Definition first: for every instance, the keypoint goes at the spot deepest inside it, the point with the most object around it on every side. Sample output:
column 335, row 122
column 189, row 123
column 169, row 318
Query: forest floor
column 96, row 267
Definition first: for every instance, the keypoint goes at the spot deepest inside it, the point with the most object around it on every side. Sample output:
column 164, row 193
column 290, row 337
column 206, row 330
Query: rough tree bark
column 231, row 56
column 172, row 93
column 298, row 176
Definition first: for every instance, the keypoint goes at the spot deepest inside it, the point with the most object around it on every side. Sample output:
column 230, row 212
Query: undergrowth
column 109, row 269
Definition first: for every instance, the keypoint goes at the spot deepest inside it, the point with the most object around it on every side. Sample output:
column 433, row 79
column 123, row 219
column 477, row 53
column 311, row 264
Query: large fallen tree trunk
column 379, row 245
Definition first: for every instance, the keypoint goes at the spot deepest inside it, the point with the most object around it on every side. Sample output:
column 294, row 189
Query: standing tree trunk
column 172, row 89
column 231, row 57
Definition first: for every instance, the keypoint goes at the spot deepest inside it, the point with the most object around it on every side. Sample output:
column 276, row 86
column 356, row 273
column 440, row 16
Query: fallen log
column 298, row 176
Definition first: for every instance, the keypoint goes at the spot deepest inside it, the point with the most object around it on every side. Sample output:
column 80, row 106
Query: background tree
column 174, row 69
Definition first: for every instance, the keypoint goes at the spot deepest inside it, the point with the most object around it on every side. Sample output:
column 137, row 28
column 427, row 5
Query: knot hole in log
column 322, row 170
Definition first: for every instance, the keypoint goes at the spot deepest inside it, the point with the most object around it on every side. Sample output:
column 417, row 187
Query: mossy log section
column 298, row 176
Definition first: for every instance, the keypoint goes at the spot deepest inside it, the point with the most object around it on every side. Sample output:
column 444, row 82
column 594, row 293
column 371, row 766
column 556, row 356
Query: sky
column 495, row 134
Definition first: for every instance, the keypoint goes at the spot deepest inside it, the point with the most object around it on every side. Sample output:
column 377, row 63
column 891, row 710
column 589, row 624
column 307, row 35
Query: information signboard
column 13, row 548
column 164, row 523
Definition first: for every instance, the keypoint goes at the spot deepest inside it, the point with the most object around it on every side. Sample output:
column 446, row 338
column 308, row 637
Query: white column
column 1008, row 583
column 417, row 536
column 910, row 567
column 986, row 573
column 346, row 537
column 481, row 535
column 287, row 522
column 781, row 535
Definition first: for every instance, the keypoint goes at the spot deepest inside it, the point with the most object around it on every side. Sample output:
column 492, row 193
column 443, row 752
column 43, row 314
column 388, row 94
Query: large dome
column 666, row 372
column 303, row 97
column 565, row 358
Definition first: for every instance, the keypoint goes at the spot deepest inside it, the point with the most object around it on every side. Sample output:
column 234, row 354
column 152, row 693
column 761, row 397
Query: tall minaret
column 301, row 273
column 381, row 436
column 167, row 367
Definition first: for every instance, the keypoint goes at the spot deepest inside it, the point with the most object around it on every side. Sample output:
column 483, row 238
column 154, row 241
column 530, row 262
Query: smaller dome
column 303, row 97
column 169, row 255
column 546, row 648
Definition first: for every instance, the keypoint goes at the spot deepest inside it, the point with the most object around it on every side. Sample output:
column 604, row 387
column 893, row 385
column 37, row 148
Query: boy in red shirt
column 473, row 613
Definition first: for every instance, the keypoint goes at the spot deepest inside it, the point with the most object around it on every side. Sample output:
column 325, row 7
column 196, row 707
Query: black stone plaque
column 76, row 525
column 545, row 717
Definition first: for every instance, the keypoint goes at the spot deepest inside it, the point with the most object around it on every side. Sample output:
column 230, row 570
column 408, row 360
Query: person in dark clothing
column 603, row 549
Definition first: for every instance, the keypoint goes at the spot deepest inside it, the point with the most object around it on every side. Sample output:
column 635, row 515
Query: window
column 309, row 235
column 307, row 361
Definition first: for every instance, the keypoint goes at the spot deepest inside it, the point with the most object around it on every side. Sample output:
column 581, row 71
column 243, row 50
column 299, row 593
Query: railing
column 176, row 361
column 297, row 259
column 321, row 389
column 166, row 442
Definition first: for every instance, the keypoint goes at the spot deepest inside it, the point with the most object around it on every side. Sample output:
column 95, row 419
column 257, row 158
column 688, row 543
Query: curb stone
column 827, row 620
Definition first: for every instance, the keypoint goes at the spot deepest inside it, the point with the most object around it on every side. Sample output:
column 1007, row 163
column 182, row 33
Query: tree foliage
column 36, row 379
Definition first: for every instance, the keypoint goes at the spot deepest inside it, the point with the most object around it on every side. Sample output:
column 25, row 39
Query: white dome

Task goal :: Write out the items word for word, from their first line through the line that reads "column 231, row 57", and include both of those lines.

Response to this task ::
Definition first: for every instance, the keypoint goes at the spot deepest inside it, the point with the most object around it on every side. Sample output:
column 335, row 122
column 189, row 123
column 169, row 318
Query: forest floor
column 96, row 267
Definition first: for every instance, the keypoint goes at the spot deepest inside it, the point with the most object around it on every side. Sample output:
column 164, row 193
column 290, row 337
column 206, row 330
Query: rough tree bark
column 231, row 56
column 172, row 93
column 298, row 176
Definition first: for every instance, the keypoint goes at the spot deepest inside it, the point with the most object around it on every side. Sample output:
column 230, row 212
Query: undergrowth
column 109, row 269
Definition first: for every instance, the keypoint goes at the spot deepest inside it, the point with the most object around it on every side. Sample output:
column 433, row 79
column 123, row 219
column 477, row 53
column 311, row 264
Query: large fallen tree trunk
column 379, row 245
Definition first: for every instance, the keypoint goes at the spot deepest inside it, the point with the most object around it on every side. Sample output:
column 294, row 189
Query: standing tree trunk
column 172, row 89
column 231, row 57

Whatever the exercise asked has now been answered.